● **TEXTE À LIRE**
════════════════════

Le sous-genre de la folk-horror fait partie de l’un des pans les plus populaires du cinéma d’exploitation, au point d’être parvenu à rassembler un ensemble de motifs identifiables dans l’imagerie du film d’épouvante. Parmi ceux-ci, des récits tournant autour de la sorcellerie, des superstitions, des religions et autres dérives sectaires de communautés fanatiques de divinités en tout genre. On y retrouve des ambiances lugubres embrassant une esthétique gothique, parfois proche du conte. Les campagnes et zones perdues y sont légion, éloignant l’homme dit « civilisé » hors des limites de sa notion de société traditionnelle. L’hystérie humaine y est centrale, voilant les regards sur ce qui est réel ou surnaturel. Ce cinéma dépeint une obsession pour des figures aussi bien divines que démoniaques, s’arquant autour de légendes communautaristes.

════════════════════

● **DONNÉES FOURNIES**
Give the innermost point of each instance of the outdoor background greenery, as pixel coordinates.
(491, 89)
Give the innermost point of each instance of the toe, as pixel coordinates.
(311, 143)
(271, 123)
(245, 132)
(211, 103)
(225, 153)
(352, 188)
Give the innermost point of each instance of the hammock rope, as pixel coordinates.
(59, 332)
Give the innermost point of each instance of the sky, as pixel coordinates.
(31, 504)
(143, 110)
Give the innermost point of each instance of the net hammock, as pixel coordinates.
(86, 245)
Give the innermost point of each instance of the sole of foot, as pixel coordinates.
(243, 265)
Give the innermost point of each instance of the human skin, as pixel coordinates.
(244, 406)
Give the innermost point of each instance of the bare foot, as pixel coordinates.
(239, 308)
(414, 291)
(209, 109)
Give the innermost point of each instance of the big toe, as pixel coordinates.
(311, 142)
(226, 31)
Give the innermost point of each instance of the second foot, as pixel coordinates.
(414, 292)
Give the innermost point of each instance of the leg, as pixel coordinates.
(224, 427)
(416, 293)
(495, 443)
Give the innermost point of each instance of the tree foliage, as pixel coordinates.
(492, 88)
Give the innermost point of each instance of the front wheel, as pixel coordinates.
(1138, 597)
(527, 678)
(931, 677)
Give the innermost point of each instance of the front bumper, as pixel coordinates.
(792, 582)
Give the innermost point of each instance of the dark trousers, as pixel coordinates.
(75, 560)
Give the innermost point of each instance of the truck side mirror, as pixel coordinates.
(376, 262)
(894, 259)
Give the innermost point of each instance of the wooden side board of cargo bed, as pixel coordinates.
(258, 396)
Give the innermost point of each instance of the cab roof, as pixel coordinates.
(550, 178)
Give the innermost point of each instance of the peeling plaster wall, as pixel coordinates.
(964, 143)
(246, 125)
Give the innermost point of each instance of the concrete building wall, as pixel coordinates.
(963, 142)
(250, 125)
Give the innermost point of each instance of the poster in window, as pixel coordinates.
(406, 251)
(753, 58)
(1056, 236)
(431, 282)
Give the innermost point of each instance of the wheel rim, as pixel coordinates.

════════════════════

● **CONSIGNES**
1 – D'après le texte sur la folk-horror, quel effet produit la présence fréquente des campagnes et des zones perdues dans ces films ? Répondez en une à trois phrases.
2 – Répondez aux questions suivantes à partir du texte sur la folk-horror.
(a) Autour de quels sujets tournent les récits de ce sous-genre ?
(b) Quelle esthétique les ambiances lugubres embrassent-elles ?
(c) Quel élément humain y est central ?
3 – Recopiez, dans le texte sur la folk-horror, le passage qui s'ouvre sur les mots contenant « Le sous-genre de » et se ferme sur « de légendes communautaristes. ».
Le matériel présenté provient d'une source différente de celle du texte.

● **RÉPONSES DANS L'ORDRE**
1 – Les campagnes et les zones perdues éloignent l'homme dit « civilisé » hors des limites de sa notion de société traditionnelle.

2 –
(a) Autour de la sorcellerie, des superstitions, des religions et autres dérives sectaires de communautés fanatiques de divinités en tout genre.
(b) Une esthétique gothique, parfois proche du conte.
(c) L'hystérie humaine.

3 –
Le sous-genre de la folk-horror fait partie de l’un des pans les plus populaires du cinéma d’exploitation, au point d’être parvenu à rassembler un ensemble de motifs identifiables dans l’imagerie du film d’épouvante. Parmi ceux-ci, des récits tournant autour de la sorcellerie, des superstitions, des religions et autres dérives sectaires de communautés fanatiques de divinités en tout genre. On y retrouve des ambiances lugubres embrassant une esthétique gothique, parfois proche du conte. Les campagnes et zones perdues y sont légion, éloignant l’homme dit « civilisé » hors des limites de sa notion de société traditionnelle. L’hystérie humaine y est centrale, voilant les regards sur ce qui est réel ou surnaturel. Ce cinéma dépeint une obsession pour des figures aussi bien divines que démoniaques, s’arquant autour de légendes communautaristes.